Director of the Académie de Peinture et de Sculpture
- In office 1708–1711
- Monarch: Louis XIV
- Preceded by: Jean Jouvenet
- Succeeded by: Corneille Van Clève

= François de Troy =

French painter (1645–1730)

François de Troy (9 January 1645 – 1 May 1730) was a French painter and engraver who became principal painter to King James II in exile at Saint-Germain-en-Laye and Director of the Académie Royale de peinture et de sculpture.

==Early life==
One of a family of artists, Troy was born in Toulouse, the son of Antoine Troy (bapt. 28 July 1608 – 15 September 1684), a painter in that city, and Astrugue Bordes. François Troy and was the brother of the painter Jean de Troy (4 April 1638 – 25 June 1691). Troy was taught the basic skills of painting by his father, and perhaps also by the more worldly Antoine Durand.

François de Troy is not to be confused with his son, the portrait painter Jean-François de Troy (1679–1752), who studied under him.

==Career==
At some time after 1662, Troy went to Paris to study portrait painting under Claude Lefèbvre (1633–1675) and Nicolas-Pierre Loir (1624–1679]. A. P. F. Robert-Dumesnil states that this occurred when Troy was aged twenty-four.

In 1669, Troy married his master Nicolas-Pierre Loir's sister-in-law, Jeanne Cotelle.

In 1671, he was approved (agréé) by the Académie Royale de peinture et de sculpture. In 1674, he was received into the Academy as a history painter, with a reception piece (morceau de réception) entitled Mercure coupant la tête d'Argus ('Mercury cutting off the head of Argus').

Troy's early known works include tapestry designs for Madame de Montespan, one of the many mistresses of Louis XIV, and paintings with religious and mythological subjects.

■ ■ ■

**Exercises:**
1/ Decide whether each statement agrees with the article on François de Troy, answering yes or no and quoting the words that settle it: (a) Troy was born in Paris. (b) Troy was received into the Academy as a history painter in 1674. (c) Troy married Jeanne Cotelle in 1669.
2/ According to the article on François de Troy, who succeeded him as Director of the Académie de Peinture et de Sculpture?
Use nothing beyond the article on François de Troy.

**Given information:**
■ ■ ■

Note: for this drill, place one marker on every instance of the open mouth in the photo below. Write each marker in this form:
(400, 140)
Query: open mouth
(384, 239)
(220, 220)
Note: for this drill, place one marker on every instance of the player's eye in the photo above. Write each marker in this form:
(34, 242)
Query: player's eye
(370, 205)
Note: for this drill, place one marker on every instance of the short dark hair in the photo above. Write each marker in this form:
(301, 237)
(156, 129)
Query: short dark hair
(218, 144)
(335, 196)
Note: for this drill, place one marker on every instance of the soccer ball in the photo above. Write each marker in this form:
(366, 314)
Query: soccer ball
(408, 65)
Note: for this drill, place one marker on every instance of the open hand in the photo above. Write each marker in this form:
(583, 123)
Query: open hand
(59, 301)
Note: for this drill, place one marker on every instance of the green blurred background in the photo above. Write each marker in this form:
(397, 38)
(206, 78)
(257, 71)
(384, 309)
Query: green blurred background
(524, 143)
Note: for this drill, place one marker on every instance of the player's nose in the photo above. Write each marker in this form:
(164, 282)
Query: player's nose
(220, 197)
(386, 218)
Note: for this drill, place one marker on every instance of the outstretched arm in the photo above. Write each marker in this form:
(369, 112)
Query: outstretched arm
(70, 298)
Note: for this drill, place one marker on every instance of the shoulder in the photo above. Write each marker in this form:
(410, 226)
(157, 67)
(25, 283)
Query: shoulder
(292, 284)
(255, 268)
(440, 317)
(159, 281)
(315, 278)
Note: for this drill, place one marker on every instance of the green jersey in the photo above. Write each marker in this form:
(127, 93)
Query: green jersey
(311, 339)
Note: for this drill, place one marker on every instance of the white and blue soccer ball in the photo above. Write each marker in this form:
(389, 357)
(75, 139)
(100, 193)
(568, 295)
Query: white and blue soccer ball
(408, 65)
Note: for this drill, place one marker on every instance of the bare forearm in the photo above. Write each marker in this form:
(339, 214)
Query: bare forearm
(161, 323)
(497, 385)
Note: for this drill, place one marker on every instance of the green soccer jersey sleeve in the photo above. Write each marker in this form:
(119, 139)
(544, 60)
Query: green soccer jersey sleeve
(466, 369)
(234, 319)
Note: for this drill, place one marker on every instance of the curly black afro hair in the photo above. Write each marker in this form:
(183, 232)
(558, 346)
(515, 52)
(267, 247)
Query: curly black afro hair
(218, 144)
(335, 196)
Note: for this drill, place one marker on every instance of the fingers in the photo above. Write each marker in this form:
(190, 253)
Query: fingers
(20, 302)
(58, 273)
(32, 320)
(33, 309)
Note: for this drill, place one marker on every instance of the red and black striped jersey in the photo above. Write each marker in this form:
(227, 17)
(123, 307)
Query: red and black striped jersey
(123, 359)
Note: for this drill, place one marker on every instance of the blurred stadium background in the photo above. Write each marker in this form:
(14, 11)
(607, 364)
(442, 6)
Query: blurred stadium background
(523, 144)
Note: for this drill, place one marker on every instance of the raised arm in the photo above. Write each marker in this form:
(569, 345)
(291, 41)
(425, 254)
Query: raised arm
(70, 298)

■ ■ ■

**Task responses:**
1/
(a) No: "Troy was born in Toulouse"
(b) Yes: "In 1674, he was received into the Academy as a history painter"
(c) Yes: "In 1669, Troy married his master Nicolas-Pierre Loir's sister-in-law, Jeanne Cotelle."

2/ Corneille Van Clève